Records from a point labeling set:
______

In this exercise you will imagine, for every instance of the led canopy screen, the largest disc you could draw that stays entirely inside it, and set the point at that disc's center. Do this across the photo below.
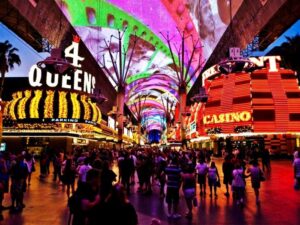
(98, 23)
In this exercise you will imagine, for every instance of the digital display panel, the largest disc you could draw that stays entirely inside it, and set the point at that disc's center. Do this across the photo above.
(151, 71)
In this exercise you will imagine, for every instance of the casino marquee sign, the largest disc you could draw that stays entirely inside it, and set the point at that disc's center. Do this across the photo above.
(232, 117)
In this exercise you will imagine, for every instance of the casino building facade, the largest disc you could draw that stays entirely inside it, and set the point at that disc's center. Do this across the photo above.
(260, 108)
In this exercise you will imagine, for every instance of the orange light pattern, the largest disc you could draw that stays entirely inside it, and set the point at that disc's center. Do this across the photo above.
(34, 105)
(48, 110)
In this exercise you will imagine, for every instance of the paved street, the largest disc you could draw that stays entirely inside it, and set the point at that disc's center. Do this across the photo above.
(280, 204)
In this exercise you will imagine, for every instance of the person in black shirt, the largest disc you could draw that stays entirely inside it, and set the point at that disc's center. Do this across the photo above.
(87, 197)
(227, 168)
(107, 178)
(126, 166)
(116, 210)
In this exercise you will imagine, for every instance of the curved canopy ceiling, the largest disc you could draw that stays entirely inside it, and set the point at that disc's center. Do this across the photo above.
(151, 73)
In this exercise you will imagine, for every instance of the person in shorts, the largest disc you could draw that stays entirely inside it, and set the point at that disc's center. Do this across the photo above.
(202, 169)
(173, 172)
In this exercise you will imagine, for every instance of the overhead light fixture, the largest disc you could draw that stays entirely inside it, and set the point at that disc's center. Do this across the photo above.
(98, 97)
(56, 63)
(202, 96)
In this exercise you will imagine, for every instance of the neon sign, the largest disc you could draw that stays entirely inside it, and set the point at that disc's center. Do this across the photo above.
(79, 81)
(259, 62)
(231, 117)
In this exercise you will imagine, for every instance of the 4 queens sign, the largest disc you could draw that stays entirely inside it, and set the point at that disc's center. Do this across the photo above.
(80, 80)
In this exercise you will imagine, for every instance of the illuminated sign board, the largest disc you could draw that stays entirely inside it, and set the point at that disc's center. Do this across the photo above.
(79, 81)
(259, 62)
(193, 127)
(231, 117)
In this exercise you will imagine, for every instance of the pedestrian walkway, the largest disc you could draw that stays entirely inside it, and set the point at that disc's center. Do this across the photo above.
(46, 204)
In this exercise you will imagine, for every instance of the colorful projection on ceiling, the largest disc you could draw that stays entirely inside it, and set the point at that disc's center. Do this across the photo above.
(151, 71)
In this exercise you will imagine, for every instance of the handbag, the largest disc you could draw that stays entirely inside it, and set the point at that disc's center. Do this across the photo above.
(261, 176)
(218, 183)
(33, 168)
(195, 202)
(296, 185)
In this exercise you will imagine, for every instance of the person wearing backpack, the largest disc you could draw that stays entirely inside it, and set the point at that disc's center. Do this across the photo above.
(238, 183)
(257, 176)
(213, 179)
(86, 198)
(202, 169)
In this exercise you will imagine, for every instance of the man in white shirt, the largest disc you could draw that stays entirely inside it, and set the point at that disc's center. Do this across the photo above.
(83, 171)
(202, 170)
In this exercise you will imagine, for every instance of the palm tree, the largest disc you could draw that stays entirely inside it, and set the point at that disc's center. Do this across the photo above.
(290, 53)
(8, 58)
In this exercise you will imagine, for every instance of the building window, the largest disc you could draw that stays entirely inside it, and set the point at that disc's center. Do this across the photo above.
(258, 76)
(262, 95)
(294, 116)
(288, 76)
(240, 100)
(216, 87)
(293, 94)
(264, 115)
(213, 103)
(242, 82)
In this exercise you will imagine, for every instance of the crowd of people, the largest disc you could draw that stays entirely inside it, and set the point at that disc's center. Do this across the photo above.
(15, 176)
(96, 193)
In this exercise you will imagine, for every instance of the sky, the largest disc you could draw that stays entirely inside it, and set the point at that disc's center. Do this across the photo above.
(292, 31)
(28, 55)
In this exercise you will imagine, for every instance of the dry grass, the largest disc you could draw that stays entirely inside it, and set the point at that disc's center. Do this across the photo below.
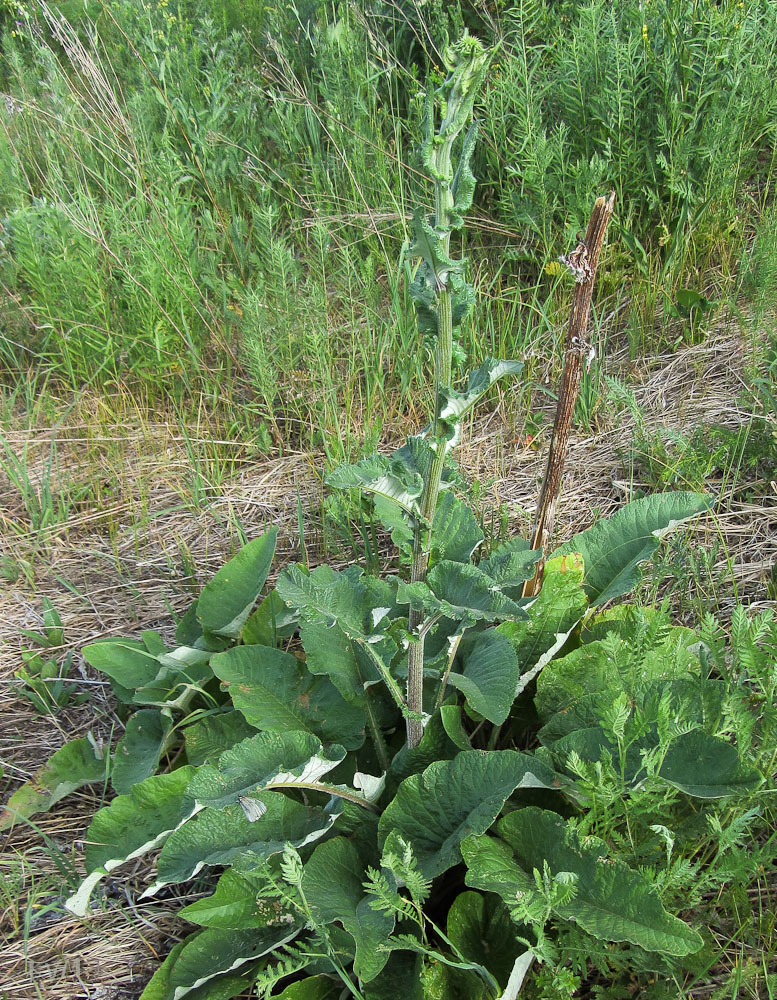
(119, 565)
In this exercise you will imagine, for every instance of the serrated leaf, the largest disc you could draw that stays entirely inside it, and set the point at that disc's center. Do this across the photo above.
(707, 767)
(125, 661)
(611, 901)
(332, 883)
(220, 836)
(434, 811)
(138, 751)
(262, 761)
(226, 601)
(212, 953)
(132, 825)
(210, 736)
(461, 592)
(235, 904)
(428, 244)
(74, 765)
(614, 548)
(454, 405)
(550, 618)
(274, 691)
(455, 531)
(386, 476)
(489, 676)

______

DIRECTIONS: The pictures stay out; repeat exactly the lines from the one with "dry grass, the" to the end of the entries above, and nothing else.

EXERCISE RESULT:
In this exercise you will imagine, for every instance of the dry grass, the largest disc you could draw that stays entirely inside it, and set the point at that disc's center. Do this across the photo below.
(119, 565)
In this exercise you will imagine, for every instance of the serrated leaf, the largest disc you could draw that stays entirely inside it, and set the point at that disc's center. Do this across the photo above.
(707, 767)
(125, 661)
(611, 901)
(332, 883)
(220, 836)
(434, 811)
(138, 751)
(262, 761)
(226, 601)
(212, 953)
(132, 825)
(210, 736)
(461, 592)
(235, 904)
(428, 244)
(74, 765)
(614, 548)
(454, 405)
(550, 618)
(274, 691)
(455, 531)
(386, 476)
(489, 676)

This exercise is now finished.